--- start of SUPPLIED TEXT ---
Early-stopping does not change the model but regularization does change the model since we change the loss function.
Two common regularization methods are the so-called $L_1$ and $L_2$.
- $L_1$ tries to minimize the number of network parameters and reduces the model complexity. In other words, it is trying to have as many zero parameters as it is possible. $L_1$ wants the smallest number of parameters.
- $L_2$ tries to minimize the value of all the parameters and gives a more stable network. So, it does not care about the number of the non-zero parameters but it cares about their values. $L_2$ wants the smallest values of parameters.
Warning! In the extreme limit of too large regularization coefficients both $L_1$ and $L_2$ lead to zero parameters. Over-regularization yields underfitting.
Dropout¶
Another method of regularizing a neural network is called 'dropout'. In dropout, we randomly 'drop' some neurons of the neural network with probability p during training. This forces the network to distribute the weights across its neurons, preventing it from becoming overly dependent on any particular subset of neurons.
Early stopping¶
%%time
callback = callbacks.EarlyStopping(monitor='val_loss', patience=55)
model_2_estop = models.Sequential(name='noiseLorentzModel_earlyStopping')
# first hidden layer
model_2_estop.add(layers.Dense(n_neurons, activation='tanh',
kernel_initializer='random_normal',
bias_initializer='random_normal',
input_shape=(1,)))
# second hidden layer
model_2_estop.add(layers.Dense(n_neurons, activation='tanh'))
# output layer, one neuron
model_2_estop.add(layers.Dense(1, activation='linear'))
model_2_estop.compile(loss='MSE',optimizer=optimizer)
history_2_estop = model_2_estop.fit(x_train, y_train,
validation_data=(x_test, y_test), epochs=epochs_max, callbacks = [callback],
batch_size= 32, verbose=0)
plot_loss(history_2_estop, rolling = 30)
plot_sets(lor_train_n, lor_test_n, NN_model = model_2_estop, title = "Noisy Lorentz FFNN early stoping")
$L_1$ Regularizer¶
kernel_weight = 0.005
bias_weight = 0.005
model_2_l1 = models.Sequential(name='noiseLorentzModel_l1')
# first hidden layer
model_2_l1.add(layers.Dense(n_neurons, activation='tanh', input_shape=(1,),
kernel_initializer='random_normal',
bias_initializer='random_normal',
kernel_regularizer=regularizers.l1(kernel_weight),
bias_regularizer=regularizers.l1(bias_weight) ))
# second hidden layer
model_2_l1.add(layers.Dense(n_neurons, activation='tanh',
kernel_regularizer= regularizers.l1(kernel_weight)))
# output layer, one neuron
model_2_l1.add(layers.Dense(1, activation='linear'))
%%time
model_2_l1.compile(loss='MSE',optimizer=optimizer)
history_2_l1 = model_2_l1.fit(x_train, y_train,
validation_data=(x_test,y_test), epochs=epochs_max, batch_size= 32, verbose=0)
--- end of SUPPLIED TEXT ---
--- start of INFORMATION SUPPLIED ---
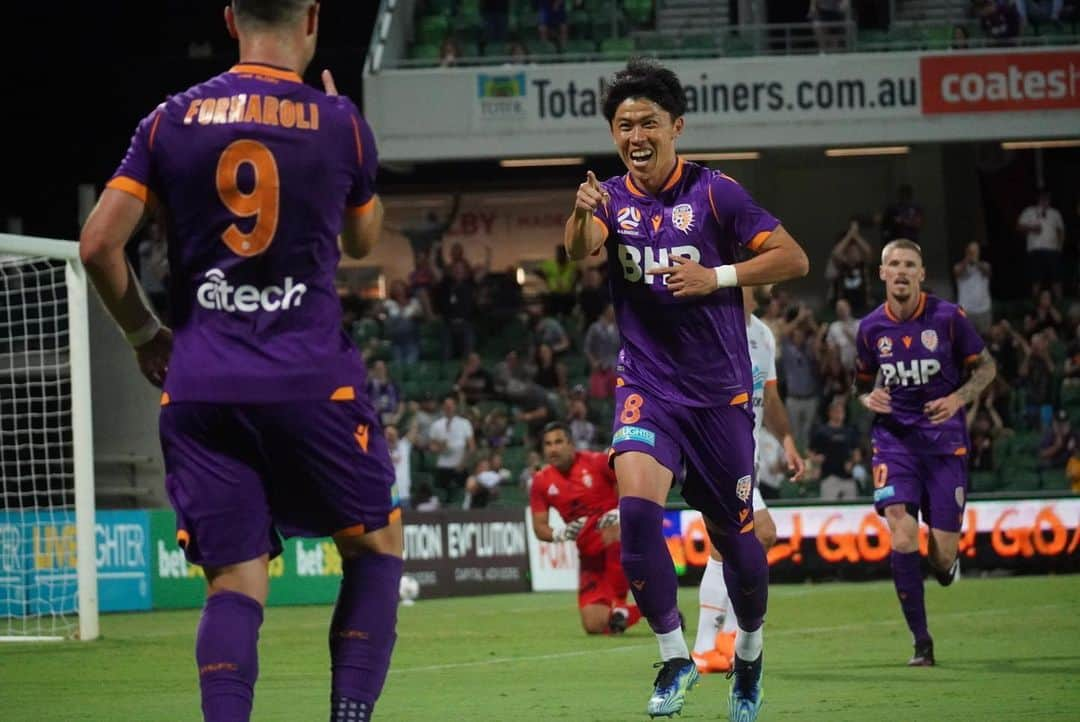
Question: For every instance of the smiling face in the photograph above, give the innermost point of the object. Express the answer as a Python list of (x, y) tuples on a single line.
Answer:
--- end of INFORMATION SUPPLIED ---
--- start of INFORMATION SUPPLIED ---
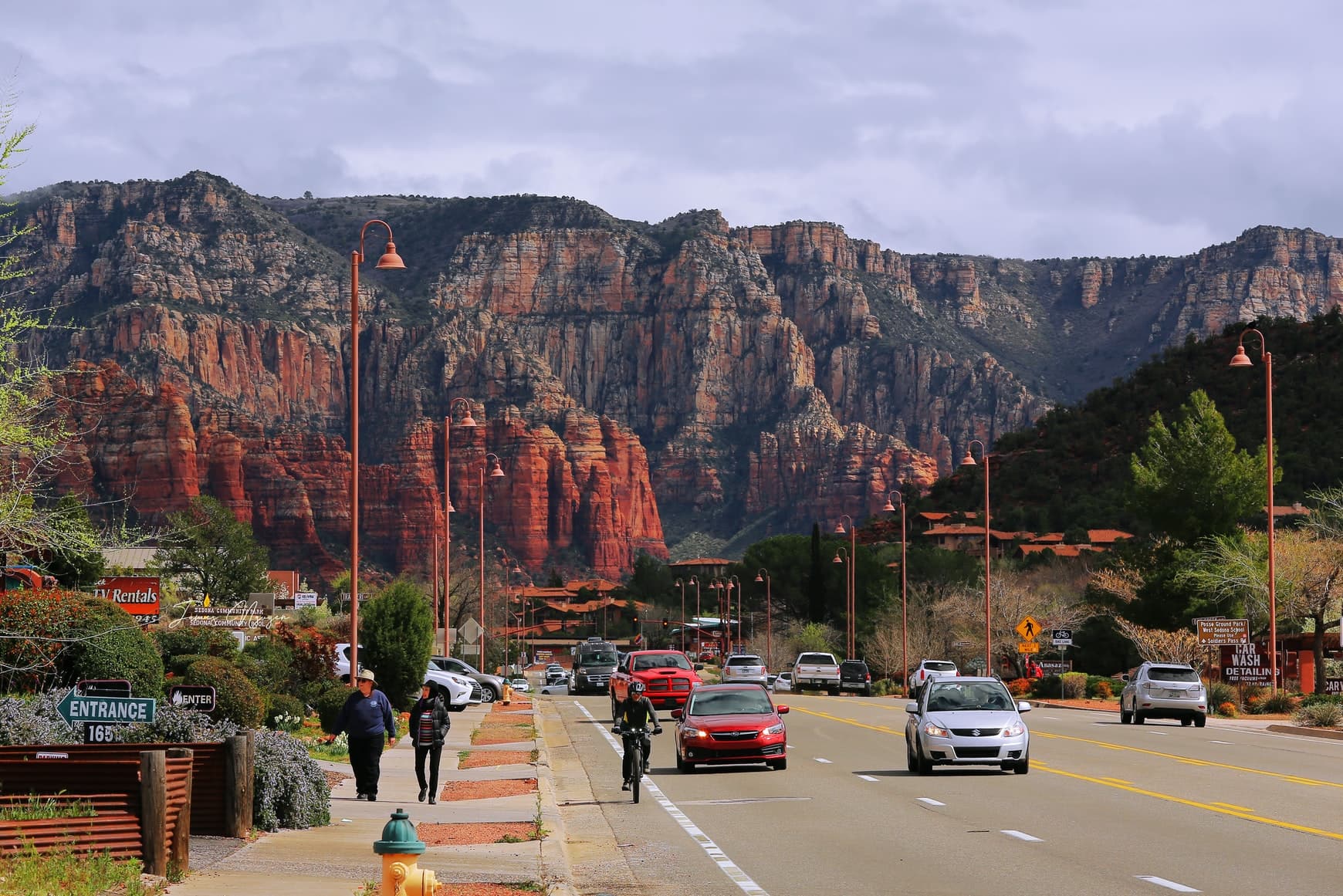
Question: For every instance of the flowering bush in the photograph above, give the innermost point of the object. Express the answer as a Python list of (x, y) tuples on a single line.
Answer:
--- end of INFORMATION SUPPLIED ---
PARTS OF THE EXERCISE
• a. Which keyword arguments does the regularization excerpt pass to the fit call for model_2_estop?
• b. Carry on the regularization excerpt from its last line.
None of the tasks draw on the material.

ANSWERS PROVIDED
• a. validation_data, epochs, callbacks, batch_size, verbose

• b.
plot_loss(history_2_l1, rolling = 30)
l1_args = {"NN_model" : model_2_l1,
"title" : "Noisy Lorentz FFNN L1 regularization"}
plot_sets(lor_train_n, lor_test_n, **l1_args)
$L_2$ Regularizer¶
kernel_weight = 0.005
bias_weight = 0.005
model_2_l2 = models.Sequential(name='noiseLorentzModel_l2')
# first hidden layer
model_2_l2.add(layers.Dense(n_neurons, activation='tanh', input_shape=(1,),
kernel_initializer='random_normal', bias_initializer='random_normal',
kernel_regularizer=regularizers.l2(kernel_weight),
bias_regularizer=regularizers.l2(bias_weight) ))
# second hidden layer
model_2_l2.add(layers.Dense(n_neurons, activation='tanh',
kernel_regularizer= regularizers.l2(kernel_weight)))
# output layer, one neuron
model_2_l2.add(layers.Dense(1, activation='linear'))
%%time
model_2_l2.compile(loss='MSE',optimizer=optimizer)
history_2_l2 = model_2_l2.fit(x_train, y_train,
validation_data=(x_test,y_test), epochs=epochs_max, batch_size= 32, verbose=0)
plot_loss(history_2_l2, rolling = 30)
plot_sets(lor_train_n, lor_test_n, NN_model = model_2_l2, title = "Noisy Lorentz FFNN L2 regularization")
Regularizing with Dropout¶
kernel_weight = 0.005
bias_weight = 0.005
model_drop = models.Sequential(name='noiseLorentzModel_drop')
model_drop.add(layers.Dense(n_neurons, activation='tanh', input_shape=(1,),
kernel_initializer='random_normal', bias_initializer='random_normal',
kernel_regularizer=regularizers.l1(kernel_weight),
bias_regularizer=regularizers.l1(bias_weight)
))
# dropout for first hidden layer
model_drop.add(layers.Dropout(0.3))
# hidden layer
model_drop.add(layers.Dense(n_neurons, activation='tanh',
kernel_regularizer=regularizers.l1(kernel_weight)
))
# output layer, one neuron
model_drop.add(layers.Dense(1, activation='linear'))
%%time
model_drop.compile(loss='MSE',optimizer=optimizer)
history_drop = model_drop.fit(x_train, y_train,
validation_data=(x_test,y_test), epochs=epochs_max, batch_size= 32, verbose=0)
plot_loss(history_drop, rolling = 30)
plot_sets(lor_train_n, lor_test_n, NN_model = model_drop, title = "Lorentz FFNN w/ Dropout")
Underfitting through Regularization¶
kernel_weight_Large = .1
bias_weight_Large = .1
model_2_l2_uf = models.Sequential(name='noiseLorentzModel_l2_uf')
# first hidden layer
model_2_l2_uf.add(layers.Dense(n_neurons, activation='tanh', input_shape=(1,),
kernel_initializer='random_normal', bias_initializer='random_normal',
kernel_regularizer=regularizers.l2(kernel_weight_Large),
bias_regularizer=regularizers.l2(bias_weight_Large) ))
# second hidden layer
model_2_l2_uf.add(layers.Dense(n_neurons, activation='tanh',
kernel_regularizer= regularizers.l2(kernel_weight_Large)))
# output layer, one neuron
model_2_l2_uf.add(layers.Dense(1, activation='linear'))
%%time
model_2_l2_uf.compile(loss='MSE',optimizer=optimizer)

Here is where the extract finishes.